WORK TO BE COMPLETED: Put each line of the records below into a JSON list of strings, one string per line, leaving out blank lines.

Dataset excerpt
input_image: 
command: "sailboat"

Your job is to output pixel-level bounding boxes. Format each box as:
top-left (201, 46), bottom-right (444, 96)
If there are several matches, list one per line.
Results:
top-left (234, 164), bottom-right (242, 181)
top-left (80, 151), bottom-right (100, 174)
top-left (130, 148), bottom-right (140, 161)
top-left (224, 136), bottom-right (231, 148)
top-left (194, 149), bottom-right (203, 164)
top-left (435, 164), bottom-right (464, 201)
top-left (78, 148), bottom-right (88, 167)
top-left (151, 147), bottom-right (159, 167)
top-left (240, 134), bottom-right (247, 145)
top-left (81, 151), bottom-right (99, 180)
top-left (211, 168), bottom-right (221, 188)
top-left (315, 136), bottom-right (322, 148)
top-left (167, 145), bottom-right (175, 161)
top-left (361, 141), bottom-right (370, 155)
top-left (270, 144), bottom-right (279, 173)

FULL ANSWER:
[
  "input_image: ",
  "command: \"sailboat\"",
  "Your job is to output pixel-level bounding boxes. Format each box as:",
  "top-left (201, 46), bottom-right (444, 96)",
  "If there are several matches, list one per line.",
  "Results:",
  "top-left (234, 164), bottom-right (242, 181)",
  "top-left (80, 151), bottom-right (100, 174)",
  "top-left (130, 148), bottom-right (140, 161)",
  "top-left (224, 136), bottom-right (231, 148)",
  "top-left (194, 149), bottom-right (203, 164)",
  "top-left (435, 164), bottom-right (464, 201)",
  "top-left (78, 148), bottom-right (88, 167)",
  "top-left (151, 147), bottom-right (159, 167)",
  "top-left (240, 134), bottom-right (247, 145)",
  "top-left (81, 151), bottom-right (99, 180)",
  "top-left (211, 168), bottom-right (221, 188)",
  "top-left (315, 136), bottom-right (322, 148)",
  "top-left (167, 145), bottom-right (175, 161)",
  "top-left (361, 141), bottom-right (370, 155)",
  "top-left (270, 144), bottom-right (279, 173)"
]